Please repeat the records below exactly, but only from the line that contains "Target: corner window" onward, ending with the last line.

[Supplied records Boundary: Start]

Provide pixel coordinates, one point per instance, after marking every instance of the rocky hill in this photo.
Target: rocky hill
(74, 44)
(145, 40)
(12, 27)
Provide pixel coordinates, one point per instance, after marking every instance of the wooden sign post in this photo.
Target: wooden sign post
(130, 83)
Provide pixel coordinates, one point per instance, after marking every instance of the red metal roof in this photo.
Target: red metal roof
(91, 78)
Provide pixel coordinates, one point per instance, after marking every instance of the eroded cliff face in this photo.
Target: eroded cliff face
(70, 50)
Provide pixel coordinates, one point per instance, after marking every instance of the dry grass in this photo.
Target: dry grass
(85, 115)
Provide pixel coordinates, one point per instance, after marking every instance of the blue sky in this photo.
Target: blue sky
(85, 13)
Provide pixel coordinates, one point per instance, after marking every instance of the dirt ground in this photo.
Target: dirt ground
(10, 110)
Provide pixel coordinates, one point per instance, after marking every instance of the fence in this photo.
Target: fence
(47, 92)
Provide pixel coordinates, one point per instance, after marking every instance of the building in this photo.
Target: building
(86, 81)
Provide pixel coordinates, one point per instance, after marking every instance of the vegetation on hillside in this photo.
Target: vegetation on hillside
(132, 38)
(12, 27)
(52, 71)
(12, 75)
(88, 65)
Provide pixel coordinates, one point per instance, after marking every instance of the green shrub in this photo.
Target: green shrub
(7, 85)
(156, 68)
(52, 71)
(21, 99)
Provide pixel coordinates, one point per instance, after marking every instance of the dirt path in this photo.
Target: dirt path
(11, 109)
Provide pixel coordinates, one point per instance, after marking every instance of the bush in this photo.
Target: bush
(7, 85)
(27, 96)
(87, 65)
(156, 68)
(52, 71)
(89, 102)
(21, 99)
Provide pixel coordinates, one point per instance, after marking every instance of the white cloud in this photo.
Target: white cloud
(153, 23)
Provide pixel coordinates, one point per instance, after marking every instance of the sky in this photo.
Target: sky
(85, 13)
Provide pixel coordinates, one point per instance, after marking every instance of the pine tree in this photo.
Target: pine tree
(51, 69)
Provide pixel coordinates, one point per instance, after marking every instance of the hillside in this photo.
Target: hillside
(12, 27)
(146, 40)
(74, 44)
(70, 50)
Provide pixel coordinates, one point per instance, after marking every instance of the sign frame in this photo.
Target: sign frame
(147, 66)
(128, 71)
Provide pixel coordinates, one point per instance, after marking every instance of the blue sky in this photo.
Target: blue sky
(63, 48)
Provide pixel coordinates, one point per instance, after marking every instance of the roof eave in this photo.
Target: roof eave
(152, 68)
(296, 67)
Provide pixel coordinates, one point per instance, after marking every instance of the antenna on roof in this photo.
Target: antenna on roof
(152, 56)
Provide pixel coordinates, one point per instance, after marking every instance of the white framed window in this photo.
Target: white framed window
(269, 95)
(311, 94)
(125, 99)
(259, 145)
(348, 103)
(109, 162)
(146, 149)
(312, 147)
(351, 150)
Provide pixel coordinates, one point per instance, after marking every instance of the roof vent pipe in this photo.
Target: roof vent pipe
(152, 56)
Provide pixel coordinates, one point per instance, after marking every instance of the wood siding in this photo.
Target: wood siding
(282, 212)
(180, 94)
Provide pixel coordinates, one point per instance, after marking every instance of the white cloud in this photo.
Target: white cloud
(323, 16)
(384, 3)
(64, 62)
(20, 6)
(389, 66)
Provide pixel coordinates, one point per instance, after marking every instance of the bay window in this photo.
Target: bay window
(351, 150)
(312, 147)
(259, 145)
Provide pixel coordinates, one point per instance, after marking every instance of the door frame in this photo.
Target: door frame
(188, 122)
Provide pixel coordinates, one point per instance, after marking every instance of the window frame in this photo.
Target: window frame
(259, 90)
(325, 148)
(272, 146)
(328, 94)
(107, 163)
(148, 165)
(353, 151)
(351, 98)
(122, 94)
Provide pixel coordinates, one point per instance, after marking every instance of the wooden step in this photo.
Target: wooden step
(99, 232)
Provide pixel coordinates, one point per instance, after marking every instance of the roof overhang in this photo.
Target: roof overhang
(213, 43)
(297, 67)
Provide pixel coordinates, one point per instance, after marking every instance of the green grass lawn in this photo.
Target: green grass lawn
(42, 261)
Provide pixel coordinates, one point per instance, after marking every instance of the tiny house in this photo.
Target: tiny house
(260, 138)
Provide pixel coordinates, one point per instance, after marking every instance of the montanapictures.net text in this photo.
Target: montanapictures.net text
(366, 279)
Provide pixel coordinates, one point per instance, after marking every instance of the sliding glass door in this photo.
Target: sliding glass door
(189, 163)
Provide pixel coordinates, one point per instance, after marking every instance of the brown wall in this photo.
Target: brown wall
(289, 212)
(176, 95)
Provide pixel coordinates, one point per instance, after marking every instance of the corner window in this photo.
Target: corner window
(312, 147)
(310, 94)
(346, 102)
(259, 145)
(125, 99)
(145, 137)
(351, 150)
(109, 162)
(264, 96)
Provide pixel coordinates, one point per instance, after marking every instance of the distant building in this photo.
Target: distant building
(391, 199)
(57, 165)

[Supplied records Boundary: End]

**Answer space**
Target: corner window
(312, 147)
(310, 94)
(346, 102)
(259, 145)
(125, 99)
(145, 137)
(351, 150)
(109, 162)
(264, 96)
Provide pixel coordinates, one point per instance, after marking every instance of the distant building in this photo.
Target: distant building
(391, 199)
(57, 165)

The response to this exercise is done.